Thanks for the clarification!

> 
>>
>>>  #define      RXCFG_DMA_SHIFT                 8
>>>                                       /* Unlimited maximum PCI burst. */
>>>  #define      RX_DMA_BURST                    (7 << RXCFG_DMA_SHIFT)
>>> @@ -2306,9 +2307,13 @@ static void rtl_init_rxcfg(struct rtl8169_private *tp)
>>>       case RTL_GIGA_MAC_VER_40 ... RTL_GIGA_MAC_VER_53:
>>>               RTL_W32(tp, RxConfig, RX128_INT_EN | RX_MULTI_EN | RX_DMA_BURST | RX_EARLY_OFF);
>>>               break;
>>> -     case RTL_GIGA_MAC_VER_61 ... RTL_GIGA_MAC_VER_63:
>>> +     case RTL_GIGA_MAC_VER_61:
>>>               RTL_W32(tp, RxConfig, RX_FETCH_DFLT_8125 | RX_DMA_BURST);
>>>               break;
>>
>> I assume there isn't a VER_62 between these?
> 
> Correct. My clue is this code near the top of this file:
> 
>  149         [RTL_GIGA_MAC_VER_61] = {"RTL8125A",            FIRMWARE_8125A_3},
>  150         /* reserve 62 for CFG_METHOD_4 in the vendor driver */
>  151         [RTL_GIGA_MAC_VER_63] = {"RTL8125B",            FIRMWARE_8125B_2},
> 
>>
>>> +     case RTL_GIGA_MAC_VER_63:
>>> +             RTL_W32(tp, RxConfig, RX_FETCH_DFLT_8125 | RX_DMA_BURST |
>>> +                     RX_PAUSE_SLOT_ON);
>>
>> We add RX_PAUSE_SLOT_ON now for RTL_GIGA_MAC_VER_63 in addition. Makes
>> sense.

*To be done*: Carry on the mailing-list thread about the RTL8125 receive-configuration patch from its last line.

*Provided records*:
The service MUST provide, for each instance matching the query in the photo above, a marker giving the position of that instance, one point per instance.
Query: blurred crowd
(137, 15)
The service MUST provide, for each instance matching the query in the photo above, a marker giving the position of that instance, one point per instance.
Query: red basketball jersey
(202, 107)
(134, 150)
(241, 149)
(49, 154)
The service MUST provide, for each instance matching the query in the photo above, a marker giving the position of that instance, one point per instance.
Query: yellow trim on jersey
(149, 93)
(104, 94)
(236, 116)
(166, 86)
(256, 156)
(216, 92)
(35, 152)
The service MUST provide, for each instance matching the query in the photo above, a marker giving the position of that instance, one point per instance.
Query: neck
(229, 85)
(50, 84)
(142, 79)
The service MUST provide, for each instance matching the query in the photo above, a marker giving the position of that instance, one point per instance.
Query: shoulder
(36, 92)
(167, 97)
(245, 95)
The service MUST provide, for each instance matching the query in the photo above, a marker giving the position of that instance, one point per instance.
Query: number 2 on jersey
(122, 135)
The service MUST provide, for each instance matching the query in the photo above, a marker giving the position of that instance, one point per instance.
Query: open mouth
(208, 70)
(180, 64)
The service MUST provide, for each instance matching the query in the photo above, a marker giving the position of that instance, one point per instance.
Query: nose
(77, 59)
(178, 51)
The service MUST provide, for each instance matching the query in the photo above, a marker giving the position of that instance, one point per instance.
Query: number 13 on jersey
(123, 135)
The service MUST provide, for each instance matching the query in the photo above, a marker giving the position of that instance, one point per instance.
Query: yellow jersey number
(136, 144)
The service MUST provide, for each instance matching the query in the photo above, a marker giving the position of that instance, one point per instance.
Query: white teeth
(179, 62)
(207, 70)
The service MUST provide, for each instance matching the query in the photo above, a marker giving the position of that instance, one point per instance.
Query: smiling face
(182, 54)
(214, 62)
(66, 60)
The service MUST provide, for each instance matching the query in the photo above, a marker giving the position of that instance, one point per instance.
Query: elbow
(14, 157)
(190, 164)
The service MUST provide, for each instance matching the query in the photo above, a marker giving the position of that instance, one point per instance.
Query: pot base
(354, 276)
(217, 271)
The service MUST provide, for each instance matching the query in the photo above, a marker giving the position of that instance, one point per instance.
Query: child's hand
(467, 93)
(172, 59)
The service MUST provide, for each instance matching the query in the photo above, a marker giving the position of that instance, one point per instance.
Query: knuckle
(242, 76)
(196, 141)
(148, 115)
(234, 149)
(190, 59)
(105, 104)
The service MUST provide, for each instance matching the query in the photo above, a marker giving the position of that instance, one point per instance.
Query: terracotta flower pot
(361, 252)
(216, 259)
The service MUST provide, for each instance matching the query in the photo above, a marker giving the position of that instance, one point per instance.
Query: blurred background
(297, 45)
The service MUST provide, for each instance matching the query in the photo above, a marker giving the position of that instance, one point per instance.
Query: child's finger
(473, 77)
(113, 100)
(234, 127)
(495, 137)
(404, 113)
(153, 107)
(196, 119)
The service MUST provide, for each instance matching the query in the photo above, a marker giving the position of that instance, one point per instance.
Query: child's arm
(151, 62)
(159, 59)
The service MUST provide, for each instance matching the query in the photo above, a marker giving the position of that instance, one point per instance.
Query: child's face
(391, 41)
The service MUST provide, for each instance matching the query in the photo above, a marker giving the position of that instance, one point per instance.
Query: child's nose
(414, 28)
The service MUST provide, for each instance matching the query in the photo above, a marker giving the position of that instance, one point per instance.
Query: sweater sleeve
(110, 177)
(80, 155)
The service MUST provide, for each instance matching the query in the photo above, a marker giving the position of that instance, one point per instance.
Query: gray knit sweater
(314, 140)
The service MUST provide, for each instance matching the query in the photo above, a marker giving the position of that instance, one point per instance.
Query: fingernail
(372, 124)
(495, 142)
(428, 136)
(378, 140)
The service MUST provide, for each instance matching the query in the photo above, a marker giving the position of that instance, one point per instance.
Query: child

*Output for this task*:
> 
> Exactly.
> 
> thanks for reviewing!
> 

Great.

For the record:

Reviewed-by: Jacob Keller <jacob.e.keller@intel.com>
Jakub Kicinski Dec. 2, 2023, 4:14 a.m. UTC | #4
On Wed, 29 Nov 2023 23:53:50 +0800 ChunHao Lin wrote:
> When FIFO reaches near full state, device will issue pause frame.
> If pause slot is enabled(set to 1), in this time, device will issue
> pause frame only once. But if pause slot is disabled(set to 0), device
> will keep sending pause frames until FIFO reaches near empty state.

Heiner, looks good?
Heiner Kallweit Dec. 2, 2023, 8:19 a.m. UTC | #5
On 29.11.2023 16:53, ChunHao Lin wrote:
> When FIFO reaches near full state, device will issue pause frame.
> If pause slot is enabled(set to 1), in this time, device will issue
> pause frame only once. But if pause slot is disabled(set to 0), device
> will keep sending pause frames until FIFO reaches near empty state.
> 
> When pause slot is disabled, if there is no one to handle receive
> packets, device FIFO will reach near full state and keep sending
> pause frames. That will impact entire local area network.
> 
> This issue can be reproduced in Chromebox (not Chromebook) in
> developer mode running a test image (and v5.10 kernel):
> 1) ping -f $CHROMEBOX (from workstation on same local network)
> 2) run "powerd_dbus_suspend" from command line on the $CHROMEBOX
> 3) ping $ROUTER (wait until ping fails from workstation)
> 
> Takes about ~20-30 seconds after step 2 for the local network to
> stop working.
> 
> Fix this issue by enabling pause slot to only send pause frame once
> when FIFO reaches near full state.
> 
> Fixes: f1bce4ad2f1c ("r8169: add support for RTL8125")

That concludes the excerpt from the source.